*GIVEN PASSAGE*.
+++++
[This post has been co-authored with Pankhuri Agarwal]
Earlier this month, the Supreme Court in Rojer Mathew v. South Indian Bank Ltd. & Ors., struck down the Tribunal, Appellate Tribunal and other Authorities (Qualifications, Experience and other Conditions of Service of Members) Rules, 2017 (‘Rules’) framed under Section 184 of the Finance Act, 2017 (‘Act’) on the grounds that they impinge on judicial independence and are contrary to the guidelines laid down in cases like RK Jain and Madras Bar Association.
As our readers may recall from the extensive discussions on the blog in 2017 (see here, here and here), Part XIV of the Act merges a number of tribunals, including the Copyright Board with the Intellectual Property Appellate Board (IPAB). The Act also gives the Central Government the power to make rules pertaining to eligibility, appointment, and service conditions of tribunal members. Pursuant to such powers, the Central Government went on to frame the Rules, which gave the Government overly broad powers as regards the appointment and service conditions of tribunal members. These Rules have now been struck down by the Supreme Court and the Government has been directed to frame a fresh set of Rules.
+++++
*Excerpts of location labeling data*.
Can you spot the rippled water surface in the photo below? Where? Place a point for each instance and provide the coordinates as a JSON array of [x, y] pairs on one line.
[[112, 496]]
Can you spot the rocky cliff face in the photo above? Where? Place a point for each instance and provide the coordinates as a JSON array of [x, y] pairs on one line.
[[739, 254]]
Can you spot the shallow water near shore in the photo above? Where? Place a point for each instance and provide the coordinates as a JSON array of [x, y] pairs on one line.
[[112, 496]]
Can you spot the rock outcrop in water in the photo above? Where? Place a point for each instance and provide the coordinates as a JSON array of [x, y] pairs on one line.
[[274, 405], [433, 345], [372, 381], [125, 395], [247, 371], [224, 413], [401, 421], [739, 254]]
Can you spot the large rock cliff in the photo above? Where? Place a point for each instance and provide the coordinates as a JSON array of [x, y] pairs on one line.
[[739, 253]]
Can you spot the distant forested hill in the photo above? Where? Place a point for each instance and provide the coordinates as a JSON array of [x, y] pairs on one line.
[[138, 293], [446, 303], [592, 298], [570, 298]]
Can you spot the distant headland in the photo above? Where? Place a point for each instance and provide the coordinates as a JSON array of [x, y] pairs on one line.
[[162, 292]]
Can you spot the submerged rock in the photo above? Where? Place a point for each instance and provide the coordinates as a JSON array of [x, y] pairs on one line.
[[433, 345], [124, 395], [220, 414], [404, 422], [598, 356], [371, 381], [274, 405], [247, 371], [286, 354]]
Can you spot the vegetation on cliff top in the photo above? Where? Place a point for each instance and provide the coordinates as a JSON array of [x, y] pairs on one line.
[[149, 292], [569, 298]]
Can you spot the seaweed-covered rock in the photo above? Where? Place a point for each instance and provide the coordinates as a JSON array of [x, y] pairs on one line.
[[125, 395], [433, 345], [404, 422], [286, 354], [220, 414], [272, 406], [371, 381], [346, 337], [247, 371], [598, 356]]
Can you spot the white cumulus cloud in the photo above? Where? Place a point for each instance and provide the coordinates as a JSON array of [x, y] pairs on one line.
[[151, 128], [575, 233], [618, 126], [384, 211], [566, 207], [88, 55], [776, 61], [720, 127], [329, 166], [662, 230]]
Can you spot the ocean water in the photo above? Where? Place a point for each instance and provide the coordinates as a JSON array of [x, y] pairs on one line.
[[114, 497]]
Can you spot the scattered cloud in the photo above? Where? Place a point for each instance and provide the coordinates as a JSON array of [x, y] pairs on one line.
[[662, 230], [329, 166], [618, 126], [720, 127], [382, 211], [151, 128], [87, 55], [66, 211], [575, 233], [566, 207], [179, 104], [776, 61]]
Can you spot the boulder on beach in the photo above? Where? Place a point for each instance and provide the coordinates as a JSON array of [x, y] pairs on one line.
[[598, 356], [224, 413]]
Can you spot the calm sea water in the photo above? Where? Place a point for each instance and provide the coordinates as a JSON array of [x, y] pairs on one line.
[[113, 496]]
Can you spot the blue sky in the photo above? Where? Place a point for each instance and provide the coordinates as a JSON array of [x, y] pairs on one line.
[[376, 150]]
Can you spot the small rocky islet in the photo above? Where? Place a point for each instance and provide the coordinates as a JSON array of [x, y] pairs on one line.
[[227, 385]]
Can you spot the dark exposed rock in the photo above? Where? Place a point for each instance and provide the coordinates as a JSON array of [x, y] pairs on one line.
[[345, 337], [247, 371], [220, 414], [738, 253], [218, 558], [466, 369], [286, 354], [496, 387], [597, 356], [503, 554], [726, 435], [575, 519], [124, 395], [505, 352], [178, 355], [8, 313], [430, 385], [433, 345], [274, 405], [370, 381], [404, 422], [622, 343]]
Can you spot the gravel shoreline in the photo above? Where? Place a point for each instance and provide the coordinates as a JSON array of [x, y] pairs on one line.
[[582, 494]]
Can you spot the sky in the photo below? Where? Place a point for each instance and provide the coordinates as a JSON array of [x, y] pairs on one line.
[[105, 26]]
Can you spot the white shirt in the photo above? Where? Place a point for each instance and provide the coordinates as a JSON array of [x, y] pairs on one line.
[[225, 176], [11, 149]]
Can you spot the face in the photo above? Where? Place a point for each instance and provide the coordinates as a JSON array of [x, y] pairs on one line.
+++++
*GIVEN REQUEST A*.
Return the portion of the post on the Supreme Court's tribunal rules ruling starting at "As our readers" and ending at "set of Rules.".
*GIVEN REQUEST B*.
Resume the post on the Supreme Court's tribunal rules ruling from its last sentence.

*EXERCISE RESPONSE A*.
As our readers may recall from the extensive discussions on the blog in 2017 (see here, here and here), Part XIV of the Act merges a number of tribunals, including the Copyright Board with the Intellectual Property Appellate Board (IPAB). The Act also gives the Central Government the power to make rules pertaining to eligibility, appointment, and service conditions of tribunal members. Pursuant to such powers, the Central Government went on to frame the Rules, which gave the Government overly broad powers as regards the appointment and service conditions of tribunal members. These Rules have now been struck down by the Supreme Court and the Government has been directed to frame a fresh set of Rules.

*EXERCISE RESPONSE B*.
In the interim, the appointment to the tribunals and the terms and conditions of appointment shall be in terms of the respective statutes that applied before the enactment of the Act. As to the validity of the Part XIV of the Act, which was challenged for having been passed as a Money Bill despite it containing non-finance/taxation related provisions, the question has now been referred to a larger bench.
Highlights of the Judgment
The Judgment, as has been summarized here, addresses primarily three core legal issues: (i) whether Part XIV of the Act could have been validly enacted as a Money Bill; (ii) whether it suffered from the vice of excessive delegation; and (iii) whether the Rules are valid. An interesting aspect of the judgment is that although there is a unanimous opinion signed by all 5 judges on the bench, there is a separate part-concurring, part-dissenting opinions by Justice Deepak Gupta and Justice DY Chandrachud (here onwards, the ‘unanimous’ opinion will be referred to as the ‘majority’ opinion).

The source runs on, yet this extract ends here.